* Your objective: Reproduce every line of the material below, keeping the requests unchanged, and multiply each point coordinate in the answers by 1.35, rounding to the nearest whole number with halves rounded up.

:: Rows ::

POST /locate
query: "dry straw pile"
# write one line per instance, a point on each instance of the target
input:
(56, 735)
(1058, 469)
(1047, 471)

:::

* Solution for this exercise:
POST /locate
query: "dry straw pile"
# write one line per instance, a point on each instance of the target
input:
(76, 992)
(1428, 633)
(1413, 636)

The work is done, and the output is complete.